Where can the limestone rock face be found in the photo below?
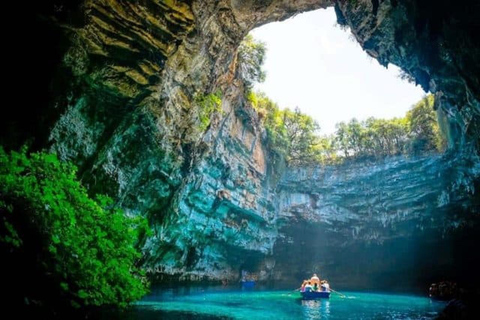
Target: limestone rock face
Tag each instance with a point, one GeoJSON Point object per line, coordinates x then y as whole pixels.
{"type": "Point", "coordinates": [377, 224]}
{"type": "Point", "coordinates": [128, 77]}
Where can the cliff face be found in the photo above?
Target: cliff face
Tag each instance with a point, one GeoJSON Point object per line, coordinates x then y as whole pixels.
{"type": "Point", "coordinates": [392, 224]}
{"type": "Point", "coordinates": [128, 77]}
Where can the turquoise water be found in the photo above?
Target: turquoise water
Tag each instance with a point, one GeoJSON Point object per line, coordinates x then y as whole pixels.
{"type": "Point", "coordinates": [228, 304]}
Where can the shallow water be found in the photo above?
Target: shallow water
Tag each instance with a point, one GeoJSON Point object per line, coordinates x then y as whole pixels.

★ ★ ★

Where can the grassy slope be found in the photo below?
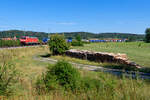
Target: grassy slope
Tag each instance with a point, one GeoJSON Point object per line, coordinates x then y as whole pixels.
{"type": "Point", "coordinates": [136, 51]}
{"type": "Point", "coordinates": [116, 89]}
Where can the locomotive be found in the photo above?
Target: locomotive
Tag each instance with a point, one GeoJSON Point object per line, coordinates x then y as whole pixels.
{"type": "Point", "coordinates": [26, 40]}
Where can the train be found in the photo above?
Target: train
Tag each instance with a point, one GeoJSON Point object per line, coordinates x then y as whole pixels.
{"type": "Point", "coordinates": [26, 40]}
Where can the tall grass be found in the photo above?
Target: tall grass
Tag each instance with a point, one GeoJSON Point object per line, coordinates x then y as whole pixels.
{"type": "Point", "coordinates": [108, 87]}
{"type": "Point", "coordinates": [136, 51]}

★ ★ ★

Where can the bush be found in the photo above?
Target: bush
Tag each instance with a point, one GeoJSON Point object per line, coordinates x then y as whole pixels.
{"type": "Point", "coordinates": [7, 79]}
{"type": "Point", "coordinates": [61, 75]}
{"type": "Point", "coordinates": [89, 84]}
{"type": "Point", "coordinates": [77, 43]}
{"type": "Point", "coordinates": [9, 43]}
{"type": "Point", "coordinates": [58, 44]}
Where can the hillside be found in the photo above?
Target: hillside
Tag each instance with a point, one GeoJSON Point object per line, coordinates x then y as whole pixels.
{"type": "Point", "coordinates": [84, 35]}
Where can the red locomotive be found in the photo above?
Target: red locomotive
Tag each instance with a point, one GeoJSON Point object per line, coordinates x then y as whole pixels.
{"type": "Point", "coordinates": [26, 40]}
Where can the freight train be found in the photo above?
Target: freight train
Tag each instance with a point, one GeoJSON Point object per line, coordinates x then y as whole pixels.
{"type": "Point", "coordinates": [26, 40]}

★ ★ ★

#### Work required:
Tally the lines in the entries above that contain the string "below", matching case exactly, and give only the number.

#### Exercise response:
2